[Photo-based referring expression data]
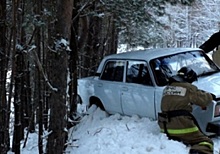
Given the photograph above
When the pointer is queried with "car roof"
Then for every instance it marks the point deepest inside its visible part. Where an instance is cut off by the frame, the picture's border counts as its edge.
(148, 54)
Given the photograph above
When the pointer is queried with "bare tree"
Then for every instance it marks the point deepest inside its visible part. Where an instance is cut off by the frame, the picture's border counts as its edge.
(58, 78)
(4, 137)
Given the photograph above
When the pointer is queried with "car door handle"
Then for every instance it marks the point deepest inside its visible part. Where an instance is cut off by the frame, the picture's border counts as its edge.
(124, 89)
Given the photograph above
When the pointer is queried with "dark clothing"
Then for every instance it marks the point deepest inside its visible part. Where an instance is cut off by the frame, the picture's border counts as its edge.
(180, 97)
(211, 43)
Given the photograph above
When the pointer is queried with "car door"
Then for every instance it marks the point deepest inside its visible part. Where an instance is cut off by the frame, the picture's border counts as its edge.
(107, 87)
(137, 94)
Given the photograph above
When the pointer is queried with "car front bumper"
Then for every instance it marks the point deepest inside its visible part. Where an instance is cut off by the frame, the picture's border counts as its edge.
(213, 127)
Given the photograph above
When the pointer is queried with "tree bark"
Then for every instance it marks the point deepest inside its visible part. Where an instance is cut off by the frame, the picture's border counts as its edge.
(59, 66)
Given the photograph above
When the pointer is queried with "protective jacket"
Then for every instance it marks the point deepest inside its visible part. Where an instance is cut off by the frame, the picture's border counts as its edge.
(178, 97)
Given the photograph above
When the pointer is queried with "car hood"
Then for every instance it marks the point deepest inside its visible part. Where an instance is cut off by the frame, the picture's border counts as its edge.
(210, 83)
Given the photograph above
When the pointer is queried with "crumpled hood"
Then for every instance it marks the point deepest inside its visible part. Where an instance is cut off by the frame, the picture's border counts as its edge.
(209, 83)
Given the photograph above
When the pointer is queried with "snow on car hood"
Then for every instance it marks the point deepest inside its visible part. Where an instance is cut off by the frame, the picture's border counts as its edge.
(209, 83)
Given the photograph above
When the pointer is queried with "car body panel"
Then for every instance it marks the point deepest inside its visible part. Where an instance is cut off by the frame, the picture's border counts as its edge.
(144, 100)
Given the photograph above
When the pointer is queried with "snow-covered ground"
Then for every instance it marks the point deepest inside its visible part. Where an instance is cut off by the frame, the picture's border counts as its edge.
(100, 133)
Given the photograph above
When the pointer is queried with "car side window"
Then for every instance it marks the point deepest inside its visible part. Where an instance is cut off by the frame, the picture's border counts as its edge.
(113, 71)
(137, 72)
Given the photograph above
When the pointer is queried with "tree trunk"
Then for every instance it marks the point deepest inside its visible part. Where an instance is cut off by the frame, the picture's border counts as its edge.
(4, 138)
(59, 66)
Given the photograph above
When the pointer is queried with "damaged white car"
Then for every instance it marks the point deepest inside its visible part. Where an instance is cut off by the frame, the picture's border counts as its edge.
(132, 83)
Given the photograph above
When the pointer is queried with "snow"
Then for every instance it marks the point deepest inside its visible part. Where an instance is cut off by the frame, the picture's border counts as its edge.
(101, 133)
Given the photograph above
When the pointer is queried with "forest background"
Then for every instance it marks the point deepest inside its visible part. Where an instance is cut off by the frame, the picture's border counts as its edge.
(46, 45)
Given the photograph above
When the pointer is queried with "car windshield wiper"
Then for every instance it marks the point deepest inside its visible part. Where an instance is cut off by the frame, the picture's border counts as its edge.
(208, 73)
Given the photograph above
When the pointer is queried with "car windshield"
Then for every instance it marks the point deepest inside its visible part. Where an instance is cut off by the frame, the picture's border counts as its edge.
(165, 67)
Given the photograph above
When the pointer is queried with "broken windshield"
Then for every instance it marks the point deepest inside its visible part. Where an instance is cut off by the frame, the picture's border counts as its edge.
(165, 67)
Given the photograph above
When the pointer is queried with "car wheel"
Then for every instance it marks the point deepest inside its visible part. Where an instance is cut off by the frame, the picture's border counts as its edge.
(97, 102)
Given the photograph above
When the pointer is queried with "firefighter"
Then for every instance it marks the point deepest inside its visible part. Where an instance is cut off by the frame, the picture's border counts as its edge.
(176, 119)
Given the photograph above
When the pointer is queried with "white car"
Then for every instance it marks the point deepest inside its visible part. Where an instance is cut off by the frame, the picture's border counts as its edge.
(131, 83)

Task statement:
Show all lines above containing "hood".

Expected answer:
When the pointer is queried with "car hood"
When the pointer is queried with "crumpled hood"
When the pointer is queried with "snow on car hood"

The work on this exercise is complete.